Passage:

○ ○ ○ ○

Book Review from the February 1998 issue of the Socialist Standard
Friends of Durruti Group: 1937-1939 By Agustin Guillamon, trans Paul Sharkey. AK Press 1996.
Buenaventura Durruti was killed on the Madrid front early in the Spanish Civil War. His comrades in the "flying column" of dedicated anarchists he led formed a group at his death dedicated to continuing his aims. These were to oppose collaboration with the Spanish Republican Government which the majority of the CNT had entered into, and to convert the war into a revolution by seizing the land and factories.
The CNT (National Labour Federation), which Durruti belonged to, was the biggest workers' organisation in Spain with a claimed membership of over a million. It had a core of political activists, the FAI (Iberian Anarchist Federation) numbering some fifty thousand, and was strongest in the Southeast i.e. Aragon, Barcelona, Valencia, Alicante-the most economically developed part of the country. The language spoken there is Catalan, not regular Spanish (i.e. Castilian). The other languages of the peninsula are Galician, a Portuguese dialect and Franco's mother tongue, and Basque, a language unrelated to any other in Europe.
This linguistic-cultural diversity has always created problems for central governments in Spain, as did the landscape which has rivers and high mountain ranges running from East to West, making communications difficult. It is ideal guerrilla country, whence the word arose during the attempted occupation by Napoleon's army. This was the setting for the Spanish Civil War, something of a misnomer, since after the first few months it became a European War by proxy, and a dress rehearsal for World War II.

○ ○ ○ ○

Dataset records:
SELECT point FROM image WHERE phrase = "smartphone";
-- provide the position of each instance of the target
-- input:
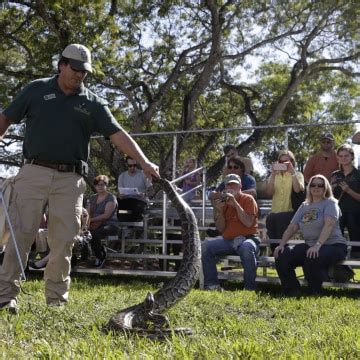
(280, 166)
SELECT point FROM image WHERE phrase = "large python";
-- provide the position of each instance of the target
(147, 317)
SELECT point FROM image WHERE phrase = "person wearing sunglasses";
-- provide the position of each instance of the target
(283, 181)
(60, 114)
(191, 181)
(102, 208)
(324, 162)
(318, 221)
(345, 183)
(133, 205)
(236, 166)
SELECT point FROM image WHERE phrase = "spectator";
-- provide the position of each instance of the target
(248, 182)
(237, 222)
(284, 179)
(231, 150)
(356, 138)
(346, 186)
(318, 220)
(103, 221)
(136, 203)
(191, 181)
(324, 162)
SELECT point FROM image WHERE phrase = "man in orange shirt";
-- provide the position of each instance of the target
(324, 162)
(236, 219)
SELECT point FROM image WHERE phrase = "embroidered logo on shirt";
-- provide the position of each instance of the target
(311, 215)
(82, 109)
(49, 97)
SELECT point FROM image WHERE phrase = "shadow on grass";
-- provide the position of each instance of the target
(273, 290)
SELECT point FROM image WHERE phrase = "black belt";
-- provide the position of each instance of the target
(58, 167)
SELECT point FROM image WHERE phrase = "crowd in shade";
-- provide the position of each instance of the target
(322, 203)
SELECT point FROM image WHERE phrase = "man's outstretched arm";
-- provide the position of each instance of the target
(4, 125)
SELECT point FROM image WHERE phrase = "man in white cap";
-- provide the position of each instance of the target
(324, 162)
(236, 220)
(60, 115)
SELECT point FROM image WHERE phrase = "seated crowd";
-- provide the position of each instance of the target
(330, 204)
(320, 205)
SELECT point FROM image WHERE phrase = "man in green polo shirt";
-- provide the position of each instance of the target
(60, 115)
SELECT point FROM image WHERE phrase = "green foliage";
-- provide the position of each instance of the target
(154, 63)
(232, 324)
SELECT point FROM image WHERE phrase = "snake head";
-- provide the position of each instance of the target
(149, 302)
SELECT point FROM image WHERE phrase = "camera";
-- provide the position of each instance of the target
(223, 197)
(339, 178)
(280, 166)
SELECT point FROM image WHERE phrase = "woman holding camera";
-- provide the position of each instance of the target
(318, 220)
(346, 186)
(284, 180)
(102, 208)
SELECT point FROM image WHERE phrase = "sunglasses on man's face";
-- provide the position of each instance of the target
(100, 184)
(317, 185)
(78, 71)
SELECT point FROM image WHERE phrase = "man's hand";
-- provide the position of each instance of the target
(150, 169)
(219, 204)
(230, 199)
(278, 250)
(344, 186)
(313, 251)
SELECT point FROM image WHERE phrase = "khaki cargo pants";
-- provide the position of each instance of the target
(34, 187)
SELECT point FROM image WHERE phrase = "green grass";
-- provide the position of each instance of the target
(230, 325)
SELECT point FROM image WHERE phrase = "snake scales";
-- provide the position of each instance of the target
(147, 317)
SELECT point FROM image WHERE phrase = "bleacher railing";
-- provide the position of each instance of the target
(165, 201)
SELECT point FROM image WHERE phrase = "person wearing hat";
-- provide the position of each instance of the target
(324, 162)
(356, 138)
(236, 219)
(60, 114)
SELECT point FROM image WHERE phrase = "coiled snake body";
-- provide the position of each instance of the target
(147, 316)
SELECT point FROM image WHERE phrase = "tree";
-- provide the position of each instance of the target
(169, 65)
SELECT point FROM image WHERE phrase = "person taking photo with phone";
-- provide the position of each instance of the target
(284, 180)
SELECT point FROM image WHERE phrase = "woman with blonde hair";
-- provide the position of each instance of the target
(283, 181)
(318, 221)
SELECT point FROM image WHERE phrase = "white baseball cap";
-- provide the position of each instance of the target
(79, 57)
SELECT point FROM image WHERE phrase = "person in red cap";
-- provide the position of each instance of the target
(60, 115)
(324, 162)
(236, 220)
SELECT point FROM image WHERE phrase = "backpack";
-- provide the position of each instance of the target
(341, 273)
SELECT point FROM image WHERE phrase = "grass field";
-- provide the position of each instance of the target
(234, 324)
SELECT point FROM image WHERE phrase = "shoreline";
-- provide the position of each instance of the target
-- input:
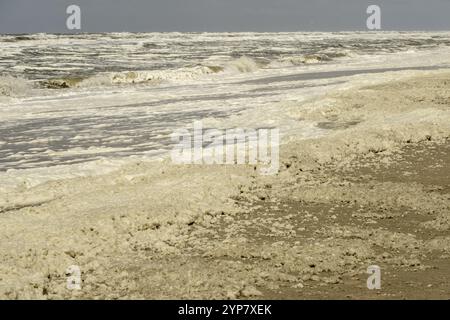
(303, 233)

○ ○ ○ ○

Directive 1:
According to the review, roughly how many members did the FAI have?
Directive 2:
Rewrite the review from "The CNT (National" to "other in Europe.", putting "largest" in place of "biggest".
Directive 3:
Check each statement against the review. Answer yes or no, and quote the words that decide it. (a) Durruti was killed on the Madrid front. (b) Galician is unrelated to any other language in Europe. (c) The CNT was strongest in the Southeast.
The dataset records have no connection to the review.

Task output 1:
Some fifty thousand.

Task output 2:
The CNT (National Labour Federation), which Durruti belonged to, was the largest workers' organisation in Spain with a claimed membership of over a million. It had a core of political activists, the FAI (Iberian Anarchist Federation) numbering some fifty thousand, and was strongest in the Southeast i.e. Aragon, Barcelona, Valencia, Alicante-the most economically developed part of the country. The language spoken there is Catalan, not regular Spanish (i.e. Castilian). The other languages of the peninsula are Galician, a Portuguese dialect and Franco's mother tongue, and Basque, a language unrelated to any other in Europe.

Task output 3:
(a) Yes: "Buenaventura Durruti was killed on the Madrid front early in the Spanish Civil War."
(b) No: "Galician, a Portuguese dialect and Franco's mother tongue."
(c) Yes: "was strongest in the Southeast."